**Document segment:**
▼

Life After Chase: Kate Keator
How Life Can Change in a Second:
Coping with Traumatic Brain Injury
Many of you will recall Kate (Kathleen) Keator Pauker as a strong, intelligent and accomplished woman. In 1997 Kate’s life completely changed from that of a successful career woman, wife, mother and international traveler. She now lives in Woodstock, NY, with her 87-year-old mother.
Kate received her BS in International Affairs from the University of Vermont, where she also studied Mandarin. After graduation she continued to study Chinese at Wellesley for one year. She then went on to receive a Masters of International Affairs in 1979 from the Columbia University School of International and Public Affairs.
Chase recruited her In 1980 to participate in the Chase credit training program. She completed the program in 1981. At a time when there were far fewer women in banking, Kate was transferred to Hong Kong to teach credit training to Asian nationals. From there she was sent to Singapore for two years, where she was an account officer for institutional accounts. She then relocated to New York City and lived in Tribeca for 12 years. After 10 years at Chase, Kate was recruited by Bankers Trust to work in the Corporate Bank. In 1991, she married and moved with her husband, Jordan Pauker, to Colts Neck, NJ, where they had a daughter named Hannah, born on September 8, 1995. Below, Kate tells what happened next.
To my Chase friends and colleagues:
In February 1997, I wanted to introduce my 2½-year-old daughter, Hannah, to the new young thoroughbred horse I had recently purchased. I wanted to introduce Hannah to the responsibilities of being a horse owner, including cleaning the stall, grooming her, etc. We were in the paddock area, which is a small fenced area where horses can graze during the day. We were only there for a few minutes. Following that I have no recollection of what happened, but apparently Hannah cried out, “Bombay kicked Mommy!” She cried out again, “Bombay is eating mummy!" In fact, there was so much blood that the horse was just licking the blood from my head! Luckily for me, the people in the barn called 911 and, within minutes, the ambulance and EMT people were there to take me to the Jersey Shore Medical Center to undergo open brain surgery.

▲

**Work instruction 1:** Copy the Kate Keator account, beginning at the words "Life After Chase: Kate" and stopping after "and Public Affairs.", and substitute "Cantonese" for "Mandarin".
**Work instruction 2:** Pick up the Kate Keator account after its last sentence and write what comes next.
The entries have nothing to do with the Kate Keator account.

**Extracted material:**
▼

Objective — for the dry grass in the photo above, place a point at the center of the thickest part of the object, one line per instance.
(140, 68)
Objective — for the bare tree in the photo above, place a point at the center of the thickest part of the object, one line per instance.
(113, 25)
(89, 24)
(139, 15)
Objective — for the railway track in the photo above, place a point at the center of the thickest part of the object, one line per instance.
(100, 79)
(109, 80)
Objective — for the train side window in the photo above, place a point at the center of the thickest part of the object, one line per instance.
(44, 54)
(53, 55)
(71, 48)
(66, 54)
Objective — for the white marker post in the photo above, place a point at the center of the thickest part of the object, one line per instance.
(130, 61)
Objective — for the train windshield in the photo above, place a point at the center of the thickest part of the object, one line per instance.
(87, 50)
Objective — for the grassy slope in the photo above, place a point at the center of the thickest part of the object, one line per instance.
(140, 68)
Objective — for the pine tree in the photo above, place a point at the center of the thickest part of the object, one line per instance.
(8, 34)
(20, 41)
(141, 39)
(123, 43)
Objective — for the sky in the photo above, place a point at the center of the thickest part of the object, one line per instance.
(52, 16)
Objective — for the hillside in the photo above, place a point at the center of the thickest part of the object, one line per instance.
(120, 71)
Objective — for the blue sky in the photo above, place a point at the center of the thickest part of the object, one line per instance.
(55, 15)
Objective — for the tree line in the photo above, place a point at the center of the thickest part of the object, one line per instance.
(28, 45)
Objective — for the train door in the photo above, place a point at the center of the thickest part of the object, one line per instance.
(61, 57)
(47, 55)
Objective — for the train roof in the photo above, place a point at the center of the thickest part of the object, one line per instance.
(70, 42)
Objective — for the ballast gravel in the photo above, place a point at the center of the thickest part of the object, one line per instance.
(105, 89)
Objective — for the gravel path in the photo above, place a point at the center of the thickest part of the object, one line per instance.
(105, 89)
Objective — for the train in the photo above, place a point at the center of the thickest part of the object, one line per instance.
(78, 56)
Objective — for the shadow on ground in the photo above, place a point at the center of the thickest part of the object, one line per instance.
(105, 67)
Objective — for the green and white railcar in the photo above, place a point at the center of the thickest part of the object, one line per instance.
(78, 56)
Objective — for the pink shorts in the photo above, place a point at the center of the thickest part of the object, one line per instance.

▲

**Your response 1:**
Life After Chase: Kate Keator
How Life Can Change in a Second:
Coping with Traumatic Brain Injury
Many of you will recall Kate (Kathleen) Keator Pauker as a strong, intelligent and accomplished woman. In 1997 Kate’s life completely changed from that of a successful career woman, wife, mother and international traveler. She now lives in Woodstock, NY, with her 87-year-old mother.
Kate received her BS in International Affairs from the University of Vermont, where she also studied Cantonese. After graduation she continued to study Chinese at Wellesley for one year. She then went on to receive a Masters of International Affairs in 1979 from the Columbia University School of International and Public Affairs.

**Your response 2:**
I have told my daughter Hannah many times that she saved my life! As a two-year-old, Hannah wasn’t able to identify that Bombay was licking the blood off my head. Hannah is now almost 15 years old and has no memory of this incident. I am certainly glad for that!
Unfortunately, I was comatose for seven weeks, even after my surgery. Following surgery and the release from the hospital, I underwent a three-to-five year cognitive rehabilitation program. I also had speech rehabilitation and occupational rehabilitation. The doctors told me I could never drive again or live by myself. I have lost much of the ability to exercise sound judgment and some of my hearing is gone. As part of traumatic brain injury, short-term memory is often compromised, but my long-term memory is still intact. That is why I can still maintain my fluency in Chinese.
As a result of my accident, I have not been able to rejoin the corporate world; nor was I was awarded custody of my daughter. After my divorce in 2003, I moved in with my mother in upstate New York. For the past few years, I have continued to see many doctors and have been on numerous medications. I have continued to visit my daughter every two weeks and telephone her nightly. In spite of how my life has changed, I still speak fluent Chinese and do various types of volunteer work, swimming, yoga, etc. I am fortunate to be living with my mother. Together we do the best we can with the help of local neighbors and friends.
I have lost touch with so many of my friends at Chase since my accident and perhaps it is because they don’t understand traumatic brain injury. I hope that this letter will help me reconnect with my former friends and colleagues. Please contact the Chase Alumni Association if you are interested in contacting me. I would love to hear from you.